▶ **Provided information**:
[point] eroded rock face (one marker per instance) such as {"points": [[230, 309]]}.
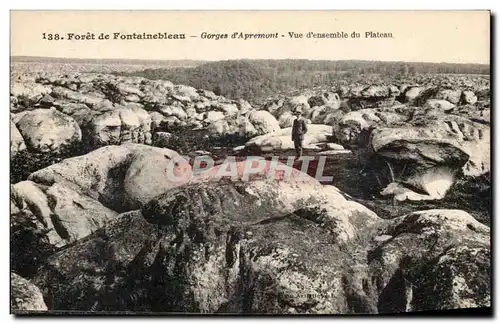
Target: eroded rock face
{"points": [[45, 219], [48, 130], [123, 125], [117, 176], [243, 254], [282, 140], [354, 127], [272, 248], [25, 296]]}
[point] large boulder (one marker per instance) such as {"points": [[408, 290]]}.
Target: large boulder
{"points": [[24, 295], [263, 122], [250, 254], [45, 219], [16, 140], [435, 147], [354, 127], [450, 95], [469, 97], [411, 94], [28, 94], [122, 125], [48, 130], [431, 260], [119, 177]]}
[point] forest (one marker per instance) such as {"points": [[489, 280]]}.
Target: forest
{"points": [[256, 80]]}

▶ **Task goal**:
Can you rewrite all the records above with "large boulder" replaced by "big boulder" wherever it occurs, changing nothing else and leaving out the pictures?

▶ **Full solution**:
[point] eroded rock face (one marker per instance) such as {"points": [[230, 309]]}.
Target: eroded rock face
{"points": [[45, 219], [48, 130], [123, 125], [117, 176], [243, 254], [282, 140], [354, 127], [272, 248], [25, 296]]}
[point] big boulder (one marker per instance) such as {"points": [[408, 290]]}.
Target: big boulder
{"points": [[24, 295], [263, 122], [250, 254], [45, 219], [16, 140], [435, 147], [354, 127], [450, 95], [469, 97], [411, 94], [28, 94], [122, 125], [48, 130], [431, 260], [119, 177]]}
[point] forest (one marker per instance) such as {"points": [[489, 280]]}.
Target: forest
{"points": [[256, 80]]}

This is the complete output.